**BRIEF:** One part of the entries below is wanted: the lines from the one containing "Mark one point on every instance of the ear" through the one containing "Mark one point on every instance of the shoulder in". Write those out exactly and nothing else.

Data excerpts
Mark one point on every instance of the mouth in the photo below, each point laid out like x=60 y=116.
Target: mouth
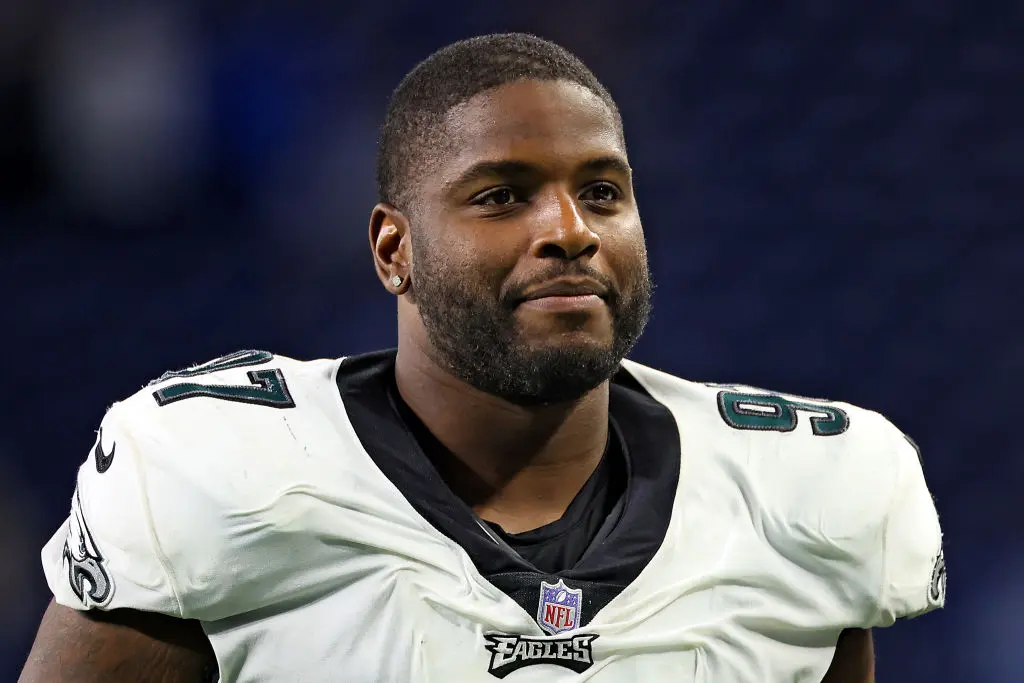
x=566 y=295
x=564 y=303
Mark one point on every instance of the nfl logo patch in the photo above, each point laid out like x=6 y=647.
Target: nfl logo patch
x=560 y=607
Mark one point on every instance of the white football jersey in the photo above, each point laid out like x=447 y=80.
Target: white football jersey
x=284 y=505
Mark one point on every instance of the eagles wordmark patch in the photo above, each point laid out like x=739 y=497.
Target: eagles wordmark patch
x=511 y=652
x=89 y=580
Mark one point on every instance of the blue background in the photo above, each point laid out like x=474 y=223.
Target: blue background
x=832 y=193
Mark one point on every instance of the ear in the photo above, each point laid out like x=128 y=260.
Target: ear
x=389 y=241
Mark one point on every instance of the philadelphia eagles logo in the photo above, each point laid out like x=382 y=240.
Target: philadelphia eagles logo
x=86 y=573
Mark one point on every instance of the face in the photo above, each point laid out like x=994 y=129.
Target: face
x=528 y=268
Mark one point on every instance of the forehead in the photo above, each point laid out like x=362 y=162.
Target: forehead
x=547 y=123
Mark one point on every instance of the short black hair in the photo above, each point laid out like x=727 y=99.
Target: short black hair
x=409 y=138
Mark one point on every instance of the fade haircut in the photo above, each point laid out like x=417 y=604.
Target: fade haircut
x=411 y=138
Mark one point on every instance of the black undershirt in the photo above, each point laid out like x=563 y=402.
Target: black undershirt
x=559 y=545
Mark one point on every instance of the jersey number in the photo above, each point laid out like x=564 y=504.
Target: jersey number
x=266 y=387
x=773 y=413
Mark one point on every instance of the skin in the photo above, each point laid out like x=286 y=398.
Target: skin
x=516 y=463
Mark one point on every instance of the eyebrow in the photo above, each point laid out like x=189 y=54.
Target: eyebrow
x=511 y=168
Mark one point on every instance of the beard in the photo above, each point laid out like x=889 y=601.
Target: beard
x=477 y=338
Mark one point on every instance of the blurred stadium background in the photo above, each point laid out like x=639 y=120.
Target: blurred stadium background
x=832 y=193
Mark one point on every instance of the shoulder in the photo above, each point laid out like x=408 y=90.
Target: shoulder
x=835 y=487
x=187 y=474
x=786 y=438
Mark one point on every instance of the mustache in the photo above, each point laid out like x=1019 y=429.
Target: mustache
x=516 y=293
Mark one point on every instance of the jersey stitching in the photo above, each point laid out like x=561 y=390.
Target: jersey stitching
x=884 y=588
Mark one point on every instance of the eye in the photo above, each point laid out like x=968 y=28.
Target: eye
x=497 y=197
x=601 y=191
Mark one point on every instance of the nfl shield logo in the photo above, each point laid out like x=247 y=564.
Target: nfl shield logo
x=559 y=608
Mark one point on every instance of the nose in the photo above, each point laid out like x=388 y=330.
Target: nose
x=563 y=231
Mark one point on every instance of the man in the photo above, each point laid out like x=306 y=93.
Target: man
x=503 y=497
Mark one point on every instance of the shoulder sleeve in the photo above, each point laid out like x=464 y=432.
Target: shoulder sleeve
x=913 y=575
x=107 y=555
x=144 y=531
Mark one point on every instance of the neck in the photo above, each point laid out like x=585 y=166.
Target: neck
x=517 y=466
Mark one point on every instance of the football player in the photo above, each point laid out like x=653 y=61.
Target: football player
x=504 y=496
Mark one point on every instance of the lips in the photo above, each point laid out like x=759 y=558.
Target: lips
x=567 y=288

---

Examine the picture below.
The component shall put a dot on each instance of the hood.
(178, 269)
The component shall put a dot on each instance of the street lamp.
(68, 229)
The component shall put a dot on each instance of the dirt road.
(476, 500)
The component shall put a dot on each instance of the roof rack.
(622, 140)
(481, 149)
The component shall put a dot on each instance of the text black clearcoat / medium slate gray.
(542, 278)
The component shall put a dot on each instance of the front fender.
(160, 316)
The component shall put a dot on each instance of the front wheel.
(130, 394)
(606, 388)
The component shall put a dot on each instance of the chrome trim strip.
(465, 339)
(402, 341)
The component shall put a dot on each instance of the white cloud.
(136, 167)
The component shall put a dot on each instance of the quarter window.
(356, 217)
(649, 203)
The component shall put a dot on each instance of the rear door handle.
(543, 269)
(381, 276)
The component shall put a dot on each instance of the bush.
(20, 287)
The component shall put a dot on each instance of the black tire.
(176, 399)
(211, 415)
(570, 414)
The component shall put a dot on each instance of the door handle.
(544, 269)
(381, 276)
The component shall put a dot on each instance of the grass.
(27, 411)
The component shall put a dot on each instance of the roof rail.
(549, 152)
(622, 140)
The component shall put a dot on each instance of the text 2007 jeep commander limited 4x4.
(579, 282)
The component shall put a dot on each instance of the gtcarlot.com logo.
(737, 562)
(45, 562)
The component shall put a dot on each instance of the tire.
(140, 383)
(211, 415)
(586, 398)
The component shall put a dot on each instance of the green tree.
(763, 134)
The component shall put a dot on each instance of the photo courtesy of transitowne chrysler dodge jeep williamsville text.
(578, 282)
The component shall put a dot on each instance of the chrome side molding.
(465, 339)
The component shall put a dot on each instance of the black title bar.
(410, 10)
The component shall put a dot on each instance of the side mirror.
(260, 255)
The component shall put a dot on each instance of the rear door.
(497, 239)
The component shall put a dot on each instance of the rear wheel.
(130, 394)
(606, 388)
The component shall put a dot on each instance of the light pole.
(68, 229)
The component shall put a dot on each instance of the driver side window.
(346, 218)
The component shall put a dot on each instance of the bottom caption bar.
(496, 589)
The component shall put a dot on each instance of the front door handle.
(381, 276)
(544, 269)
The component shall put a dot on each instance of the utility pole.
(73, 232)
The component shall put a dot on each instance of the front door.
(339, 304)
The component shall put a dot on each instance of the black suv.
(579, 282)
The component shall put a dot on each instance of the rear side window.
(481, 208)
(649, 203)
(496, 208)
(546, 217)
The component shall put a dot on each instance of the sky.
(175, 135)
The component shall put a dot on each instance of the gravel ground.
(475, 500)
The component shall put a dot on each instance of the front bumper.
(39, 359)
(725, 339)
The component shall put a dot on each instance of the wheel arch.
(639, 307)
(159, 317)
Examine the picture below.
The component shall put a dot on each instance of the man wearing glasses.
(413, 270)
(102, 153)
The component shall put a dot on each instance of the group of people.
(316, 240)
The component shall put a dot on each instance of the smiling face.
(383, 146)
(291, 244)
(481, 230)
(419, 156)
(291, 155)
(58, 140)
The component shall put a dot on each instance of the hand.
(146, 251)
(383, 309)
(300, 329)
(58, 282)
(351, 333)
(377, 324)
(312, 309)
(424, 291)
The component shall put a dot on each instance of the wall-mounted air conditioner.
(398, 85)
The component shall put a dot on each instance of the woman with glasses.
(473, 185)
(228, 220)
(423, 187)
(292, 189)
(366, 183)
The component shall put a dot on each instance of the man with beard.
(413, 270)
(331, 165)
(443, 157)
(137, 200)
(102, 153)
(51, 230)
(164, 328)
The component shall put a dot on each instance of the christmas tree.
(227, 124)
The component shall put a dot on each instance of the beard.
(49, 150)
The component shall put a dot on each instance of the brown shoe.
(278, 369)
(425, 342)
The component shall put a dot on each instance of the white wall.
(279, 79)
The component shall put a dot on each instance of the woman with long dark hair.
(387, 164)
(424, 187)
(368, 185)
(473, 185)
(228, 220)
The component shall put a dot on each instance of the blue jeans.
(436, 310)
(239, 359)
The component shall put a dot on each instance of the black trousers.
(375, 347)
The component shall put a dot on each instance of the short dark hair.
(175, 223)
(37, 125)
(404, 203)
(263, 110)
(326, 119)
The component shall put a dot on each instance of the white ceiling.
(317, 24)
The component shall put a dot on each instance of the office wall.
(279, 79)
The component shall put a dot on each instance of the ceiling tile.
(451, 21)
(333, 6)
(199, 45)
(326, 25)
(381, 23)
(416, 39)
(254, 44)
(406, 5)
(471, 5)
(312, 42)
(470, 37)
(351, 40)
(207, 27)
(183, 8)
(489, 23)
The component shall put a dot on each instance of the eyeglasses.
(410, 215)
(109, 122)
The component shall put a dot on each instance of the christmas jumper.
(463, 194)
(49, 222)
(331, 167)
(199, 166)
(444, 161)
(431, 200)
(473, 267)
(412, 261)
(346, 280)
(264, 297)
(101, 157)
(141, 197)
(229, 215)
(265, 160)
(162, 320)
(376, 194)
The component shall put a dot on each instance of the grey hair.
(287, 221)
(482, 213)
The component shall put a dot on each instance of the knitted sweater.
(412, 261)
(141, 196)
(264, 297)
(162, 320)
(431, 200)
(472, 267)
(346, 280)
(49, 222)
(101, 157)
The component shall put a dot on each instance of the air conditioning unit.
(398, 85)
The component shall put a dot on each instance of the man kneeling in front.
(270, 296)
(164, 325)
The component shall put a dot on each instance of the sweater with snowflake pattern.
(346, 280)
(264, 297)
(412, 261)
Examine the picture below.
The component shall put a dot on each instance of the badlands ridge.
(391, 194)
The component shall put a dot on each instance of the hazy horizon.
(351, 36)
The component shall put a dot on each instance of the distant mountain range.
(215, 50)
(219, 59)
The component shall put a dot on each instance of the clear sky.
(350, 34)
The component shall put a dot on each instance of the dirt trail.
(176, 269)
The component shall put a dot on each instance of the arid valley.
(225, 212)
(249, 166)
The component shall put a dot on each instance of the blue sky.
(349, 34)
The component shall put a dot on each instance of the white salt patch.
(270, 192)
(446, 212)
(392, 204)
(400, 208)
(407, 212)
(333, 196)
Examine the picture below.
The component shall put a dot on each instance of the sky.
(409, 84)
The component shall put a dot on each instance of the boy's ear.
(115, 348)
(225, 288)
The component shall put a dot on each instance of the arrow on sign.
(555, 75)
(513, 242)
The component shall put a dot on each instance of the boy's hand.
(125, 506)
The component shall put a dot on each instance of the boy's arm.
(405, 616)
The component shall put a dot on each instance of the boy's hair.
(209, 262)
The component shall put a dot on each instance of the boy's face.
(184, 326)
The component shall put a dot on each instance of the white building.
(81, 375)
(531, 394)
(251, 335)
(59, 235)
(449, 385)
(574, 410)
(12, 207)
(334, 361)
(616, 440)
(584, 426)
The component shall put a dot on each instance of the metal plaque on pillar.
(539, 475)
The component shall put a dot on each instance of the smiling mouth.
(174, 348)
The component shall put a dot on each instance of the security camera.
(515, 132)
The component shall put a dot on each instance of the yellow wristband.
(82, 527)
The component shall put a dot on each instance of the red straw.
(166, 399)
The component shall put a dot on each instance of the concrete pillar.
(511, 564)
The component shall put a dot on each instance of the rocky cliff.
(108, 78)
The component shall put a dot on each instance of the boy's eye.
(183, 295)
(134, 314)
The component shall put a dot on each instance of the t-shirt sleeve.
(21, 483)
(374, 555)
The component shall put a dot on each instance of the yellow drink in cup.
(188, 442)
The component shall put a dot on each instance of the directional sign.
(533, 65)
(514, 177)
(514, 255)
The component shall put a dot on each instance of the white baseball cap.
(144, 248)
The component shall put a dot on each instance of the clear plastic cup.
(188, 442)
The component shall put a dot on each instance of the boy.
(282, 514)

--

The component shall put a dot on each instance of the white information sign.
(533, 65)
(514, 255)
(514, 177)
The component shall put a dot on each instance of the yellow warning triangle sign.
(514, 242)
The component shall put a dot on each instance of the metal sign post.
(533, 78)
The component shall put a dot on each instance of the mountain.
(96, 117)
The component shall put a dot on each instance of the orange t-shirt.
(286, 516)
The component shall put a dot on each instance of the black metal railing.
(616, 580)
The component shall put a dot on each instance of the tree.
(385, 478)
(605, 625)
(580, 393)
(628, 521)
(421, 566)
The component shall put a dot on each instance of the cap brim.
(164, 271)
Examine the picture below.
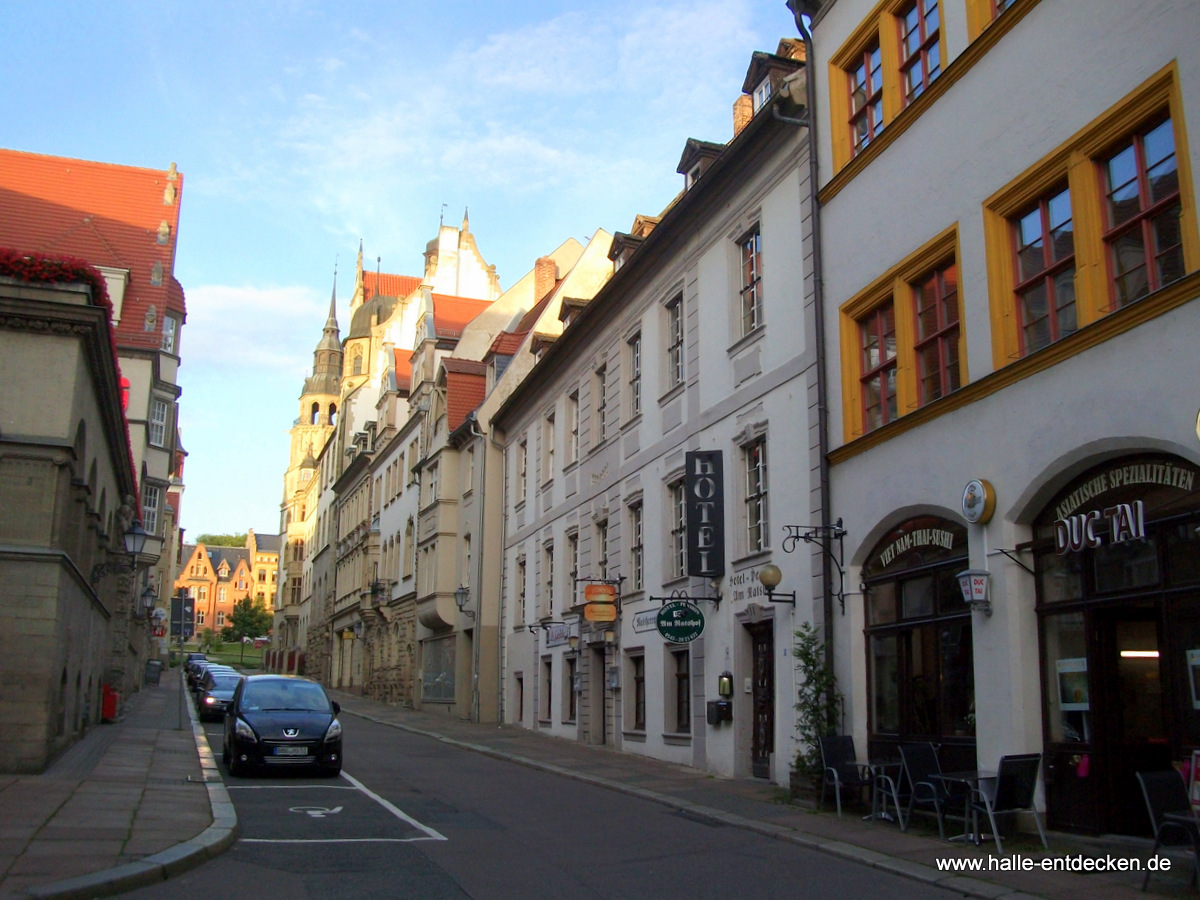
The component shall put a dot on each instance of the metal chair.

**RESPONSE AREA:**
Mark one point on every instance of the ear in the photo above, each point laid out like x=128 y=260.
Target: ear
x=389 y=241
Mark one point on every instance of the philadelphia eagles logo in the photo above, each point laid out like x=382 y=240.
Target: philadelphia eagles logo
x=86 y=573
Mark one point on every instance of the face in the photo above, each point laid out like x=994 y=129.
Target: face
x=528 y=268
Mark one point on every instance of the forehead in the photo above, each point laid out like x=362 y=162.
Target: forehead
x=547 y=123
Mark one point on every instance of the short black hair in the photo above, each point laid out like x=727 y=99.
Target: short black hair
x=409 y=138
Mark one point on every instance of the fade haircut in the photo above, each point laid out like x=417 y=604.
Target: fade haircut
x=411 y=138
Mark one point on every instance of the black undershirt in the photo above, each point laid out like x=563 y=402.
Target: black undershirt
x=559 y=545
Mark one point on every instance of the jersey number in the photo above, each point laid out like x=564 y=504.
Target: jersey number
x=266 y=387
x=773 y=413
Mark one point on every instance of the skin in the photo above, each point laid out like x=286 y=398.
Target: skin
x=516 y=463
Mark one point on every instance of the eyebrow in the photo above, each point laid out like x=189 y=54.
Target: eyebrow
x=511 y=168
Mark one point on every instance of the beard in the photo above, each point laid out like x=889 y=601.
Target: beard
x=477 y=338
Mark one point on every instance of the blurred stadium background in the photo above, each point laid out like x=639 y=120.
Target: blurred stadium background
x=832 y=193
Mark one point on every instance of the shoulder in the photo above, each point laid out like x=408 y=90.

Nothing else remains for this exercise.